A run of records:

-- begin --

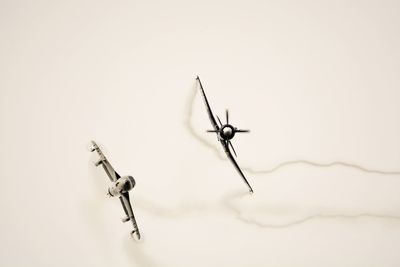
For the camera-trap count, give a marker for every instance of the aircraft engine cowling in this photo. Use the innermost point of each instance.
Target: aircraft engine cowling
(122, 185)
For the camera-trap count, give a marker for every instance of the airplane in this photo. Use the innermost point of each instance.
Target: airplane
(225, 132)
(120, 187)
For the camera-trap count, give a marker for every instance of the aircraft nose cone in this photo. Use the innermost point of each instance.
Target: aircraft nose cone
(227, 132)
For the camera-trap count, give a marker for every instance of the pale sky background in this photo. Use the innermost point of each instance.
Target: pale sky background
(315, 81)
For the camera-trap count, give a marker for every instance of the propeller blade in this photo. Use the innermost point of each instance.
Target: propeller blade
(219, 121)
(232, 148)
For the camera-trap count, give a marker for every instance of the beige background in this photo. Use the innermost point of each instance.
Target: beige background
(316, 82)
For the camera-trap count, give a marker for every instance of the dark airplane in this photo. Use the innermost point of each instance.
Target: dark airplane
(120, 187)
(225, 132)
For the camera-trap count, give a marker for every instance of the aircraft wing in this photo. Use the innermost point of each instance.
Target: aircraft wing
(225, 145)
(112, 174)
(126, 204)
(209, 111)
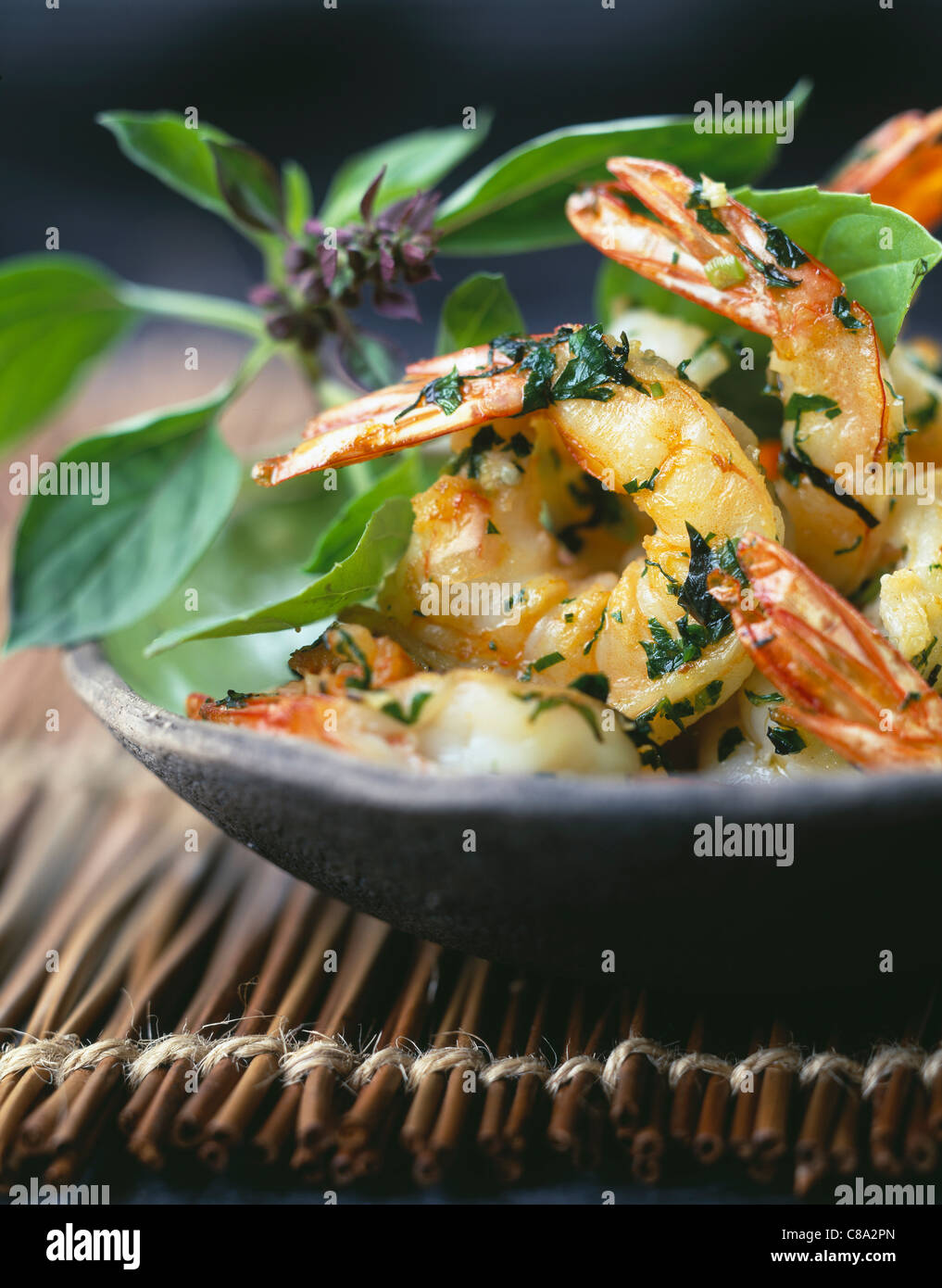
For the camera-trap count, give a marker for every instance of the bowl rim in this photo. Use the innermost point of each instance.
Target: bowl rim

-- end --
-- begin --

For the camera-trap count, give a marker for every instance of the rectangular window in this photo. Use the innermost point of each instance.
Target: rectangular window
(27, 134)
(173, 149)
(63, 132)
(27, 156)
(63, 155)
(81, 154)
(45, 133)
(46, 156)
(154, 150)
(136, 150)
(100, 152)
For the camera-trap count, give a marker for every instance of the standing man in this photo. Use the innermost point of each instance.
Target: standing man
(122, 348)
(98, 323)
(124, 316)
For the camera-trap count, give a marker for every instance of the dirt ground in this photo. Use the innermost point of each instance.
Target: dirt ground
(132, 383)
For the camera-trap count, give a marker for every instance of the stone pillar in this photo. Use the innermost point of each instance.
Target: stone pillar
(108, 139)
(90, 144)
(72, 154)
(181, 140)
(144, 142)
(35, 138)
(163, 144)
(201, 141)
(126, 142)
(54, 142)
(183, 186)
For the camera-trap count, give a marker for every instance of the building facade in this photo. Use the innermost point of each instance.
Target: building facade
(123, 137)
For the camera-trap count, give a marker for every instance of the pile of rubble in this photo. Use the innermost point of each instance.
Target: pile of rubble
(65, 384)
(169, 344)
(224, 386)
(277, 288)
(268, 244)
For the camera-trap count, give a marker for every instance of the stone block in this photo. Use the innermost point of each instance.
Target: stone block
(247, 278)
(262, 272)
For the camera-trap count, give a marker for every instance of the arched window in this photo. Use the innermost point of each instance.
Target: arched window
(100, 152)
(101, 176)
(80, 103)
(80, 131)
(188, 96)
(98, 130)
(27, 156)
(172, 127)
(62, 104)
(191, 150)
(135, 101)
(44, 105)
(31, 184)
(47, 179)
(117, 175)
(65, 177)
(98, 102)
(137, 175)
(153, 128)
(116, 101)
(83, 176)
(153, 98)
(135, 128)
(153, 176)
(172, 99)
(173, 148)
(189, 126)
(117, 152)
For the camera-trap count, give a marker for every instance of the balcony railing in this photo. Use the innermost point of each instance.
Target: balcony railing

-- end --

## [SET PROBLEM]
Rewrite the material between the lines holding "the aircraft wing" and "Target: bowl rim", inclusive, substituting "central" for each "innermost" and changing nothing else. Omit the pictures from your answer.

## [ANSWER IN FULL]
For the camera-trap count, give a marker for every instance of the aircraft wing in this photo. Use the central point of each instance.
Target: aircraft wing
(225, 145)
(112, 174)
(126, 204)
(209, 111)
For the camera-trap count, give a marker for every instance of the bowl rim in this photo. Use the central point of each instance.
Target: bowl rim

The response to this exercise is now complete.